■ Problem requirements ■
When duplicating the records beneath this instruction, omit every picture and keep all else exact.

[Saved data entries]
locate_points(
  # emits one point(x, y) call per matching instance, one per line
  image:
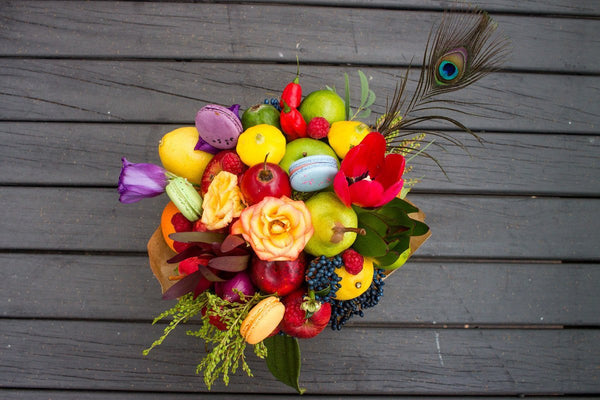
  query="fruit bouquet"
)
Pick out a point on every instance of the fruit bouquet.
point(288, 219)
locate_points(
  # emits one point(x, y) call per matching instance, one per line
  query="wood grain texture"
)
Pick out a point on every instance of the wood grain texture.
point(253, 32)
point(123, 288)
point(13, 394)
point(563, 164)
point(463, 226)
point(107, 356)
point(135, 91)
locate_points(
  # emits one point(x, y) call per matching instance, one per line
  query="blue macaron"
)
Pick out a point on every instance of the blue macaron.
point(313, 173)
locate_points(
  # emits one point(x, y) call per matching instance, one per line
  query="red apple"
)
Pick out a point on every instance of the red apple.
point(295, 322)
point(262, 180)
point(226, 160)
point(281, 277)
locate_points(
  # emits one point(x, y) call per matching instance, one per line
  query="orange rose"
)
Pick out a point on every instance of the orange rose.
point(277, 229)
point(223, 202)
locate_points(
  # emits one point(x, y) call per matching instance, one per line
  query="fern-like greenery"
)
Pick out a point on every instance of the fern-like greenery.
point(226, 347)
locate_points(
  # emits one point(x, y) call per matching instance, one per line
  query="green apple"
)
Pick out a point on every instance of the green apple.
point(304, 147)
point(335, 225)
point(260, 114)
point(323, 103)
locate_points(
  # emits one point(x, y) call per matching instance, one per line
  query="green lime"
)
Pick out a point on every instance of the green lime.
point(323, 103)
point(260, 114)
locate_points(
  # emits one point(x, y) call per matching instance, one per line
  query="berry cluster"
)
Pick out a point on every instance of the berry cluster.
point(320, 276)
point(342, 311)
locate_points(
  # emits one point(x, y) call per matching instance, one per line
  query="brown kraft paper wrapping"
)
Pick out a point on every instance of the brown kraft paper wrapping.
point(159, 253)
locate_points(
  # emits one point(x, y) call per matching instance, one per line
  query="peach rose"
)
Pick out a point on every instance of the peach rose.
point(222, 202)
point(277, 229)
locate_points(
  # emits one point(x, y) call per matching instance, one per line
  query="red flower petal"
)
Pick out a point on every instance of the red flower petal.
point(366, 156)
point(393, 168)
point(366, 193)
point(340, 186)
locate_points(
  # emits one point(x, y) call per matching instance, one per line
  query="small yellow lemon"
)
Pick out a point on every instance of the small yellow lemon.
point(323, 103)
point(257, 141)
point(354, 285)
point(177, 154)
point(344, 135)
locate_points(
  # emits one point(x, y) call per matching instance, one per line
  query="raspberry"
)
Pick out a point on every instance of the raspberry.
point(318, 128)
point(231, 162)
point(181, 223)
point(353, 261)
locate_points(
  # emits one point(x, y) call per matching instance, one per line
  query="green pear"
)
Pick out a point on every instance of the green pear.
point(304, 147)
point(335, 225)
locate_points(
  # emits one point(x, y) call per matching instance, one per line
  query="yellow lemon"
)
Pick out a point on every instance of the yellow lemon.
point(177, 154)
point(354, 285)
point(344, 135)
point(257, 141)
point(323, 103)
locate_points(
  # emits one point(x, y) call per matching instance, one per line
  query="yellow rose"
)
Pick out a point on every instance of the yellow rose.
point(222, 202)
point(277, 229)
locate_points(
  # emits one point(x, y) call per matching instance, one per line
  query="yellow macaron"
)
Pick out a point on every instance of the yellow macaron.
point(262, 320)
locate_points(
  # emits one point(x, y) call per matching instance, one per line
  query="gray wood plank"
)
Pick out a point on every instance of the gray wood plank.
point(130, 91)
point(563, 164)
point(463, 226)
point(12, 394)
point(107, 356)
point(253, 32)
point(123, 288)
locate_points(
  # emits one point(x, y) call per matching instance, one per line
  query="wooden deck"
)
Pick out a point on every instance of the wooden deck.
point(503, 300)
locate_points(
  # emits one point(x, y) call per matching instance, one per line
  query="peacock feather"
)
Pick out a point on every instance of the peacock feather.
point(464, 48)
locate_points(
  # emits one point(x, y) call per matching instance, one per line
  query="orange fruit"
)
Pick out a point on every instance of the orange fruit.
point(165, 223)
point(354, 285)
point(177, 154)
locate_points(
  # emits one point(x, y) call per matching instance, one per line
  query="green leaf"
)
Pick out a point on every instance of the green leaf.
point(403, 204)
point(364, 88)
point(373, 222)
point(283, 360)
point(347, 95)
point(370, 99)
point(371, 244)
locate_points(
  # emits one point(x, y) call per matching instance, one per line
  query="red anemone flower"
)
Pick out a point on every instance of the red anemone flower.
point(367, 177)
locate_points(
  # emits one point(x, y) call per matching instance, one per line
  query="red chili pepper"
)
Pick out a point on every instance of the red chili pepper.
point(292, 94)
point(292, 122)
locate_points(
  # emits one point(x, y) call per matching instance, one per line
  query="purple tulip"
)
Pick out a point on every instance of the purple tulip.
point(140, 181)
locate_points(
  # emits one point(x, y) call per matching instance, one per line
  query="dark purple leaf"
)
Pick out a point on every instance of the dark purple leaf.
point(231, 242)
point(208, 274)
point(202, 237)
point(230, 263)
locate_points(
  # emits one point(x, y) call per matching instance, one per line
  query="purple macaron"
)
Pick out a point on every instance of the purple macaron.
point(218, 126)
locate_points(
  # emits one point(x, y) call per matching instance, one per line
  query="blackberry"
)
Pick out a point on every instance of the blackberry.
point(342, 311)
point(321, 277)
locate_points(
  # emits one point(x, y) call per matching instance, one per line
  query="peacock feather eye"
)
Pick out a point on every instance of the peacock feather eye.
point(450, 67)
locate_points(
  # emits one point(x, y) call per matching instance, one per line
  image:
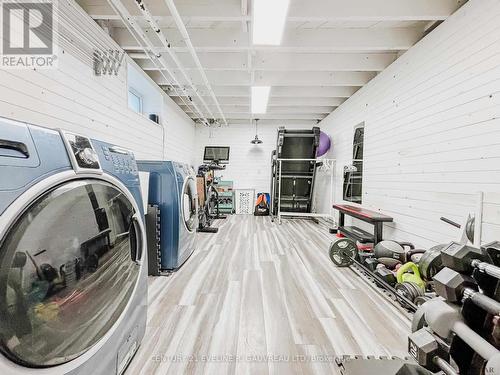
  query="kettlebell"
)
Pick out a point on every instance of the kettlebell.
point(403, 275)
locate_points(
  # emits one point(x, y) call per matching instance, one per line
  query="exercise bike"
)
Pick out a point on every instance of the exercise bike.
point(209, 205)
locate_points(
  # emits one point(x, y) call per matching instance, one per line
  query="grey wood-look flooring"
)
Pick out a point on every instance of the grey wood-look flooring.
point(263, 298)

■ Solution for this task ■
locate_points(
  # emits one point(x, y) call per matching instance, one per line
  image:
  query="fruit bouquet"
)
Pick out a point on every instance of the fruit bouquet.
point(288, 219)
locate_points(
  # emits one point(x, y) call per matching instance, one per line
  query="wood grain texture"
)
Pick out a point on every instance of the wood grain texture.
point(253, 32)
point(123, 288)
point(13, 394)
point(563, 164)
point(463, 226)
point(107, 356)
point(135, 91)
locate_points(
  # emits one point(x, y) call per matching instance, one per line
  query="blue macaron"
)
Pick out a point on every instance of the blue macaron.
point(313, 173)
locate_points(
  # emits one point(x, y) call per matching instance, one per line
  query="red apple"
)
Pick out a point on every instance of the red apple.
point(295, 322)
point(262, 180)
point(226, 160)
point(281, 277)
locate_points(
  # emits one point(x, y) call per matching instance, one per line
  query="orange rose"
)
Pick out a point on every instance of the orange rose.
point(277, 229)
point(223, 202)
locate_points(
  # emits one point(x, y) call per matching instance, one per line
  query="fern-like greenery"
)
Pick out a point on every instance of the fern-like greenery.
point(226, 347)
locate_points(
  # emits one point(x, y) call per matching instance, one per line
  query="green apple"
)
Pick out a point on every instance of the green apple.
point(304, 147)
point(335, 225)
point(260, 114)
point(323, 103)
locate_points(
  # emits one point(x, y) call per matching instance, one per line
  query="green lime"
)
Pick out a point on every instance of the green lime.
point(323, 103)
point(260, 114)
locate_points(
  # emits one point(x, y) call per matching instance, one per line
  query="berry cluster"
)
Pick out a point on every instance of the berry cluster.
point(320, 276)
point(342, 311)
locate_points(
  # emits one point(x, y) call per matching instance, one per line
  query="brown kraft paper wrapping"
)
Pick out a point on every instance of the brown kraft paper wrapping.
point(159, 253)
locate_points(
  # emits one point(x, y) call per matching instance, one per line
  query="peach rose"
)
Pick out a point on every instance of the peach rose.
point(222, 202)
point(277, 229)
locate_points(
  # emits one point(x, y) call per matching instance, one per line
  query="red flower petal"
)
Pick out a point on every instance of the red flower petal.
point(366, 156)
point(393, 168)
point(366, 193)
point(340, 186)
locate_points(
  # emits one point(x, y) call per matching instance, one per line
  query="small yellow lemon"
)
Pick out a point on every instance of the small yellow lemon.
point(323, 103)
point(257, 141)
point(354, 285)
point(177, 154)
point(344, 135)
locate_points(
  # emits one point(x, y) call per matching instance, one per line
  query="raspberry"
)
Pick out a point on every instance of the raspberry.
point(318, 128)
point(231, 162)
point(181, 223)
point(353, 261)
locate_points(
  # emits one point(x, y) call per matching instance, one per line
  query="green pear"
)
Pick out a point on every instance of the green pear.
point(304, 147)
point(335, 225)
locate_points(
  # emits one point(x, y) call per matching instance, one per line
  query="yellow lemon"
)
Pick out a point on every instance of the yellow lemon.
point(177, 154)
point(354, 285)
point(344, 135)
point(257, 141)
point(323, 103)
locate_points(
  # emits one point(x, y) call per matching instance, one per line
  query="yellow rose"
)
Pick out a point on every instance of the yellow rose.
point(222, 202)
point(277, 229)
locate_points(
  # emits one point(x, y) call per matching instance, one per line
  query="yellow macaron"
)
Pick out a point on every instance of the yellow macaron.
point(262, 320)
locate_points(
  # emits one point(x, y) call per matching instance, one per line
  query="gray wood plank"
)
Pick out a point on every instance of the gray wood plank.
point(130, 91)
point(563, 164)
point(463, 226)
point(12, 394)
point(107, 356)
point(253, 32)
point(123, 288)
locate_points(
  # emits one point(x, y) call per matching instance, one per line
  query="wooden deck"
)
Pick out a point on every instance of the wooden deck.
point(503, 300)
locate_points(
  # emits one point(x, y) call per matching instance, one per line
  query="peacock feather"
)
Pick out a point on every instance of the peacock feather.
point(464, 48)
locate_points(
  # emits one point(x, y) call per matching instance, one per line
  query="orange fruit"
)
Pick out a point on every instance of the orange fruit.
point(165, 223)
point(354, 285)
point(177, 154)
locate_points(
  # emits one point(x, y) call per matching instance, one per line
  query="green leaf"
)
Pick out a point on every instance of the green leaf.
point(403, 204)
point(364, 88)
point(373, 222)
point(283, 360)
point(347, 95)
point(370, 99)
point(371, 244)
locate_points(
  # emits one point(x, y) call per matching instance, one per line
  query="red anemone flower"
)
Pick out a point on every instance of the red anemone flower.
point(367, 177)
locate_points(
  # emits one point(x, y) call per matching instance, one per line
  query="red chili pepper"
)
Pick out a point on every instance of the red chili pepper.
point(292, 94)
point(292, 122)
locate_points(
  # emits one point(x, y) call per matching instance, one per line
  query="purple tulip"
)
Pick out a point on every instance of the purple tulip.
point(140, 181)
locate_points(
  # emits one point(x, y) call per matching instance, one per line
  query="dark purple leaf"
)
Pick out a point on every instance of the dark purple leaf.
point(231, 242)
point(208, 274)
point(202, 237)
point(230, 263)
locate_points(
  # emits one point(x, y) call per matching instance, one per line
  query="purple macaron"
)
Pick out a point on every instance of the purple macaron.
point(218, 126)
locate_points(
  # emits one point(x, y) call per matching instance, one per line
  query="blackberry"
)
Pick out a point on every instance of the blackberry.
point(342, 311)
point(321, 277)
locate_points(
  # emits one point(x, y) call per matching instance, one per line
  query="peacock feather eye"
)
Pick out a point on every instance of the peacock feather eye.
point(450, 67)
locate_points(
  # emits one point(x, y) call per matching instance, one per line
  image:
  query="kettlebell"
)
Pick out a point on every instance of the kettlebell.
point(403, 275)
locate_points(
  # emits one point(x, y) call per matching instance, one per line
  query="exercise bike"
)
Pick out a point on every instance of the exercise bike.
point(209, 205)
locate_points(
  # emits one point(x, y) call per matching instance, one per line
  query="grey wood-look flooring"
)
Pick out a point on every instance of the grey wood-look flooring.
point(263, 298)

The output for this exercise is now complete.